START Excerpted text

WASHINGTON, D.C. -- The U.S. House will be voting on a bill later today, July 12, that would cover the healthcare costs for first responders of the September 11th, 2001 terrorist attacks.
This bill came into the public eye last month after emotional testimony in front of a congressional committee from comedian Jon Stewart. Stewart referenced the fact that many members of the committee missed the testimony. That includes North Dakota's congressman Kelly Armstrong. Armstrong said he was there for the first hour, but stepped out due to a scheduling conflict.
So how do the federal representatives in North Dakota plan to vote on the bill?
"They're clearly heroes, and we should do everything we can to make sure they receive all the care and support that they need," said Sen. Kevin Cramer.
"We owe it to all of our first responders and everybody else involved to pay for it," said Rep. Kelly Armstrong.
"I've co-sponsored this legislation because we need to take care of our 9/11 first responders," said Sen. John Hoeven.
The unanimous support reflects a trend in Congress over the last month. When it was first introduced, the measure had 21 co-sponsors in the Senate and 92 in the House. As of Friday, it has 71 in the Senate and 332 in the House, making it one of the most widely supported bills of the year. Both Hoeven and Cramer joined as co-sponsors after Stewart's speech.
With the widespread approval, it's easy to forget that less than a decade ago, the government didn't even recognize the debris from the twin towers was making people sick.

END Excerpted text

▶ What to do: Reproduce the part of the news report on the 9/11 first responders bill that begins with "This bill came" and runs through "Sen. Kevin Cramer.". The records have no connection to the news report on the 9/11 first responders bill.

START Record set

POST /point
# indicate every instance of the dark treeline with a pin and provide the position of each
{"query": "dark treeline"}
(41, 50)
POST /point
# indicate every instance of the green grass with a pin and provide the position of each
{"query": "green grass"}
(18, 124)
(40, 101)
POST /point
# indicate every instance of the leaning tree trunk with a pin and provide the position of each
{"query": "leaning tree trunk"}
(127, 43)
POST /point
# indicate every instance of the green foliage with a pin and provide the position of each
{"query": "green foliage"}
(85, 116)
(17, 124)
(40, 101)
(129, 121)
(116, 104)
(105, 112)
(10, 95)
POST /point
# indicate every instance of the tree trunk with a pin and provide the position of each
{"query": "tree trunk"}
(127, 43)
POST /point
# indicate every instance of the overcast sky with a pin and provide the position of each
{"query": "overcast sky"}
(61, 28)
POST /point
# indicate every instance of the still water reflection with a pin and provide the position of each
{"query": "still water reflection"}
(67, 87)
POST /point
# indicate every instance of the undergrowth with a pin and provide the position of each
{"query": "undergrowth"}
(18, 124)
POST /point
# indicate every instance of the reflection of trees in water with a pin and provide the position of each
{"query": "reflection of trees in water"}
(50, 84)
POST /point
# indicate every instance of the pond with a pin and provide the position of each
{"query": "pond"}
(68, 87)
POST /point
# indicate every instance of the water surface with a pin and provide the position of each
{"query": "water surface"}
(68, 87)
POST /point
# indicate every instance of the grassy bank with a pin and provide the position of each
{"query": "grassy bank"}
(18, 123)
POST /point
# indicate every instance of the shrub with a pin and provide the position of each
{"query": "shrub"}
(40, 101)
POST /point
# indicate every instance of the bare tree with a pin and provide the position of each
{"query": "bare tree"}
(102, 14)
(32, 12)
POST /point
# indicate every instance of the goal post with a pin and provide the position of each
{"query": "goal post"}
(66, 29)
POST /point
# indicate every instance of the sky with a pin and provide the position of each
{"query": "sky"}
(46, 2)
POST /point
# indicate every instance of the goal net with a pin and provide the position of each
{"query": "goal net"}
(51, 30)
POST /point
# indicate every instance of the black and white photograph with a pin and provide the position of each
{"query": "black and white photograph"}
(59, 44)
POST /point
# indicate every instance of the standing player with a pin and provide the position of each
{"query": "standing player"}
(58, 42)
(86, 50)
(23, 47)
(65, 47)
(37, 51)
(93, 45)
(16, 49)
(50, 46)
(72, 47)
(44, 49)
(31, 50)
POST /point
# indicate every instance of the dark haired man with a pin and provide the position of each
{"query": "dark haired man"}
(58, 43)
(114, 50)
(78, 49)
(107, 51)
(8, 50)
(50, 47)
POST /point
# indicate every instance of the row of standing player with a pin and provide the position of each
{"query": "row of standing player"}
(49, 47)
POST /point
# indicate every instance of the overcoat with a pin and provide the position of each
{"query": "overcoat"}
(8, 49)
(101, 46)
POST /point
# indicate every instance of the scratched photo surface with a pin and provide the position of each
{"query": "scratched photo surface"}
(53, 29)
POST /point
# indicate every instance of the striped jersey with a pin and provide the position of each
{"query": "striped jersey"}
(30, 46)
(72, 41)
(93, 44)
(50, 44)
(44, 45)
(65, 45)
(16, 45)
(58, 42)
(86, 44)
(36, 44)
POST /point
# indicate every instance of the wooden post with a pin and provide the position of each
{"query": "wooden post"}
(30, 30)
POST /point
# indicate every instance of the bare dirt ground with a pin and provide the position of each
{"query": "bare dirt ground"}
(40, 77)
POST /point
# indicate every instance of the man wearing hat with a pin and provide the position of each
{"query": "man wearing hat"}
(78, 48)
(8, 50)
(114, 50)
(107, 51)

END Record set
START Record set

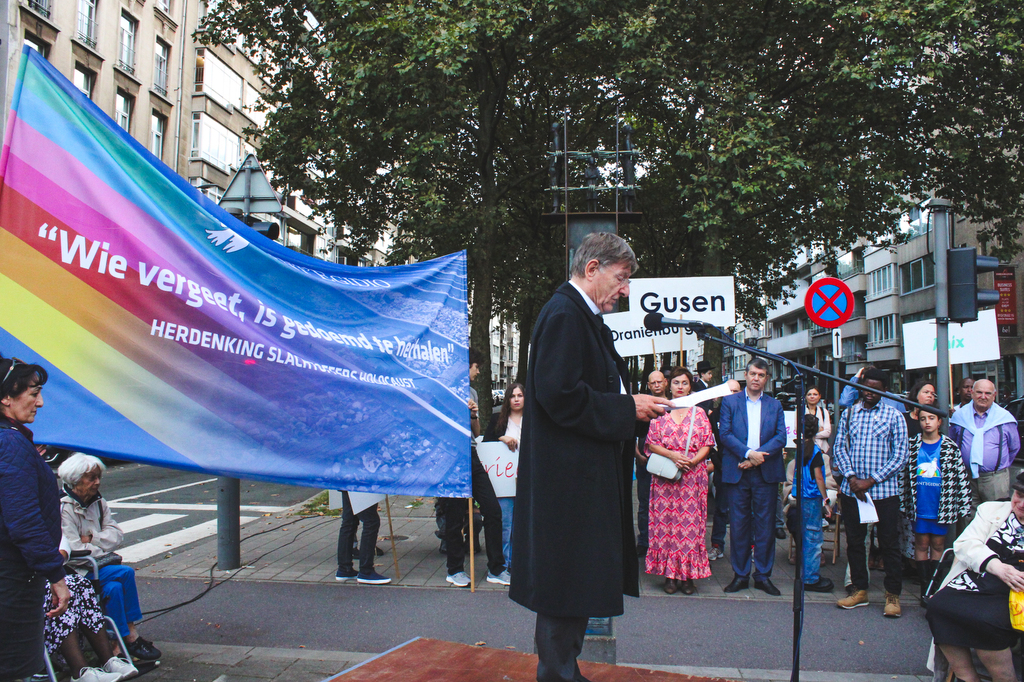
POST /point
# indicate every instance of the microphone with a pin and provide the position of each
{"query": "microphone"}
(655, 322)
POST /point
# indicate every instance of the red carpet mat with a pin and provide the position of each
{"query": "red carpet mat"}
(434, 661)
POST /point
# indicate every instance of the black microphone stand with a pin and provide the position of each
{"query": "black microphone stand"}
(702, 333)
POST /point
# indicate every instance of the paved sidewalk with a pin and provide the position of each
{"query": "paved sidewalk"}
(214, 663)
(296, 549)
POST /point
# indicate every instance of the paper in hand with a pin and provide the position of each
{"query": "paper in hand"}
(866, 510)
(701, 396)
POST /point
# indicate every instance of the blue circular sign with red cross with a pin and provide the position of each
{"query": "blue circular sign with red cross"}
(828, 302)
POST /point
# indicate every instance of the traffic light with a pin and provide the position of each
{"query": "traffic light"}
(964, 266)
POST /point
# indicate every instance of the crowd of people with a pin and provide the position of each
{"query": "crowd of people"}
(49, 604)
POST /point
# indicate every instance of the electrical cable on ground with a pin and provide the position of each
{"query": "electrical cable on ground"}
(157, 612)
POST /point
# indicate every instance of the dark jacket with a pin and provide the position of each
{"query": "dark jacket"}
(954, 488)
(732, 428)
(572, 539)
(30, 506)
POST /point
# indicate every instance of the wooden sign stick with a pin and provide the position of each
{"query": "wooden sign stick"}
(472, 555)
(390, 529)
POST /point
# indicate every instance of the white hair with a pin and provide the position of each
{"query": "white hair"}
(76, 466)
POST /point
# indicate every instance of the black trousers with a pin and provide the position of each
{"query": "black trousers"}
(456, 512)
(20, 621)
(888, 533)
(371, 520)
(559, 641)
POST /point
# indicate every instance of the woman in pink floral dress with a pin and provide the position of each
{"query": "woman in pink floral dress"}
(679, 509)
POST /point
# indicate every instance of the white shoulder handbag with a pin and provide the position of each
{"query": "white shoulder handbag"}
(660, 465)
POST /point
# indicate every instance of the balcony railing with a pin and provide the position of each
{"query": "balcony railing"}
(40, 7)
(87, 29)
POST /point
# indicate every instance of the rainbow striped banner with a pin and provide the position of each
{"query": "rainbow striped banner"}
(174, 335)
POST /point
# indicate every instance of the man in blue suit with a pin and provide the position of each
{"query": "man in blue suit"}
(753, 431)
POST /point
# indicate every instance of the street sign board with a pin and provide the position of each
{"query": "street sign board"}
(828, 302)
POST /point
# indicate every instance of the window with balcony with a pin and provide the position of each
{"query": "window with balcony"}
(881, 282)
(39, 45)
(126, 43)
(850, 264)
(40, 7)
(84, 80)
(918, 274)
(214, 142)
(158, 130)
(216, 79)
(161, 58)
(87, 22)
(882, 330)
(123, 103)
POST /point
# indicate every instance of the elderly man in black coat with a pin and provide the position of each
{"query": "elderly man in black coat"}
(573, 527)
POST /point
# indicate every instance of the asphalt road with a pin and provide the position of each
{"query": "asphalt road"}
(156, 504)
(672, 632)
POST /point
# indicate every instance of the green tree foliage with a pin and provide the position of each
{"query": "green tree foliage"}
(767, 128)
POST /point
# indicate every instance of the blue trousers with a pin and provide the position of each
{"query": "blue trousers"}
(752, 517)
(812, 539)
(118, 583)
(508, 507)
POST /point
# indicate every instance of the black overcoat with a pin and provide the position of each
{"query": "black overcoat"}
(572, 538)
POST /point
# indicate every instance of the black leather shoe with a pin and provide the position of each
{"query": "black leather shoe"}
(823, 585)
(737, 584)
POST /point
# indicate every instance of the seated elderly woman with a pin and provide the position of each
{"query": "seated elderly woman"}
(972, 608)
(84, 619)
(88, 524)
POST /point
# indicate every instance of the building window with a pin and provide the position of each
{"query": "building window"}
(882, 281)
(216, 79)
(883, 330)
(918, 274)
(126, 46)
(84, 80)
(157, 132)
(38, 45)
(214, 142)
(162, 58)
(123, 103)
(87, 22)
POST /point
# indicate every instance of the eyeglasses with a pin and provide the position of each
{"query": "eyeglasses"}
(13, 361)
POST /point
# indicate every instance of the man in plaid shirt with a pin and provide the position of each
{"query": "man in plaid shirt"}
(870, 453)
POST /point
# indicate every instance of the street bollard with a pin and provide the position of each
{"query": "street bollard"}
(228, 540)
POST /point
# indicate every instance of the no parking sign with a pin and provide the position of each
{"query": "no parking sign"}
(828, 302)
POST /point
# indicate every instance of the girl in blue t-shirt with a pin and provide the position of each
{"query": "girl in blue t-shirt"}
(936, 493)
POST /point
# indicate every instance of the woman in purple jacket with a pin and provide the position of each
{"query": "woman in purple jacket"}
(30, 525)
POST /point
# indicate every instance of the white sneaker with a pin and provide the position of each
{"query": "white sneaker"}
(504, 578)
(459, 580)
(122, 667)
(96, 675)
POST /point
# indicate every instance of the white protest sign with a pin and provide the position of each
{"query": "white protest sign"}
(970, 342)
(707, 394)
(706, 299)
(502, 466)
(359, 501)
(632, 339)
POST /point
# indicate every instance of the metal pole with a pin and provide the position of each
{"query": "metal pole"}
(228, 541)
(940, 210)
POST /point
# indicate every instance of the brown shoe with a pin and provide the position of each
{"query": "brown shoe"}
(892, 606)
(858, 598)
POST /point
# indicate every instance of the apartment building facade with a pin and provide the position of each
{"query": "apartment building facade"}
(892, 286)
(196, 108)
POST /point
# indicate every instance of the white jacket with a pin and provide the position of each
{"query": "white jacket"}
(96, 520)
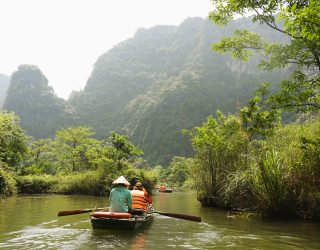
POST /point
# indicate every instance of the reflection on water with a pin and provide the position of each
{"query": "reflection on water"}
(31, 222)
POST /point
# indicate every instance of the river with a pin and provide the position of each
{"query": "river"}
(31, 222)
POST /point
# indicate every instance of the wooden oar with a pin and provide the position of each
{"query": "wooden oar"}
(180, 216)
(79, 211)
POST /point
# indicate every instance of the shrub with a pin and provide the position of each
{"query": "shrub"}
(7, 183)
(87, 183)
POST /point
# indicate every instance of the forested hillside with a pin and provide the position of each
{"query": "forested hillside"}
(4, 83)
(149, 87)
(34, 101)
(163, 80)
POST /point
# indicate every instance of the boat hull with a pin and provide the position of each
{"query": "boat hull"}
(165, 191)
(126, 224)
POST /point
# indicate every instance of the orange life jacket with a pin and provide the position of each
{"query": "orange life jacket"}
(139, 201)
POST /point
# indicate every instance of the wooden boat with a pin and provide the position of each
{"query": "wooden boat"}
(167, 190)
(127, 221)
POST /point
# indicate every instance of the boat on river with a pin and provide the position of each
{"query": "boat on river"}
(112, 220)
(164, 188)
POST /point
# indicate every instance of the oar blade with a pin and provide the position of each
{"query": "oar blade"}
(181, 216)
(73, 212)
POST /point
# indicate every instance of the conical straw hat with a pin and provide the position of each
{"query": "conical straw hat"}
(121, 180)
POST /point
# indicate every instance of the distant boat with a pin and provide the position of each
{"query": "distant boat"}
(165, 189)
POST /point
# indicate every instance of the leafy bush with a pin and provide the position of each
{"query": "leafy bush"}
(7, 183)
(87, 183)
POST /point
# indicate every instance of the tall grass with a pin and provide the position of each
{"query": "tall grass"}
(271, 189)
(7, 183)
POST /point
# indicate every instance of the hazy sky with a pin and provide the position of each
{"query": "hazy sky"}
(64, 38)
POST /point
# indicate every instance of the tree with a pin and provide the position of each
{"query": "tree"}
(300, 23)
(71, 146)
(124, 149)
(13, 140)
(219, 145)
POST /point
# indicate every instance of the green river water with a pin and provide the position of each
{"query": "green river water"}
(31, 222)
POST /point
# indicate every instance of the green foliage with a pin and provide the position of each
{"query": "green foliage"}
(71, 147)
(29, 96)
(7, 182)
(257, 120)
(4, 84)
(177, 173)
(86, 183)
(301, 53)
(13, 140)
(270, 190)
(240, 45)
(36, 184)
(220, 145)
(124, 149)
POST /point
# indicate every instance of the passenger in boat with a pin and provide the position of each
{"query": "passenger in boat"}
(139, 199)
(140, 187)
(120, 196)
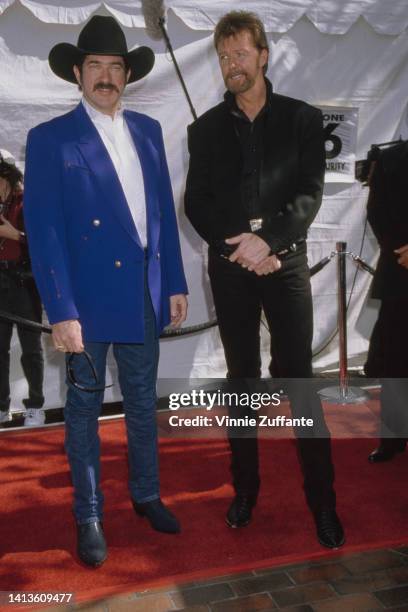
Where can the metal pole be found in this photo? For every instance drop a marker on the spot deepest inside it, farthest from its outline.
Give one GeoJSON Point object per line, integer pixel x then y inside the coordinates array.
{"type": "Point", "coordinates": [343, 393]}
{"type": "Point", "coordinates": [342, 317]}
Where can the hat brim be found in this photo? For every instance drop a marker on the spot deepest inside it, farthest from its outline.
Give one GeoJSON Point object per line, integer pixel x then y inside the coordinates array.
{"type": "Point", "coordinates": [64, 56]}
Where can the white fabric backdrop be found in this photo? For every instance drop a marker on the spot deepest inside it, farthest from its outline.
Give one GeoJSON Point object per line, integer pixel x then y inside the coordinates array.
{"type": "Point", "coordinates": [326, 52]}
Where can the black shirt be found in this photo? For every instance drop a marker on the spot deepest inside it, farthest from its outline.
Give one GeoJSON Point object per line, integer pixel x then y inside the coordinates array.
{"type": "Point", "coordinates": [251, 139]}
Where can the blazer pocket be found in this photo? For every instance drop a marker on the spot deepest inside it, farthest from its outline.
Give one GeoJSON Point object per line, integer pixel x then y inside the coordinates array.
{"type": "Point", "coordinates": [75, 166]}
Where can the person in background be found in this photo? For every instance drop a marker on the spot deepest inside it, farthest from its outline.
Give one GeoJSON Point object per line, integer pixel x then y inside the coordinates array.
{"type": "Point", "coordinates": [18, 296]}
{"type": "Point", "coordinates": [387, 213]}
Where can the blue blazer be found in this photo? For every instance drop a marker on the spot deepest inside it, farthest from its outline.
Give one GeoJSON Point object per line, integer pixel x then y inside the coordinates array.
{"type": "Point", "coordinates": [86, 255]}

END Record set

▶ Solution to the problem:
This bill came into the public eye last month after emotional testimony in front of a congressional committee from comedian Jon Stewart. Stewart referenced the fact that many members of the committee missed the testimony. That includes North Dakota's congressman Kelly Armstrong. Armstrong said he was there for the first hour, but stepped out due to a scheduling conflict.
So how do the federal representatives in North Dakota plan to vote on the bill?
"They're clearly heroes, and we should do everything we can to make sure they receive all the care and support that they need," said Sen. Kevin Cramer.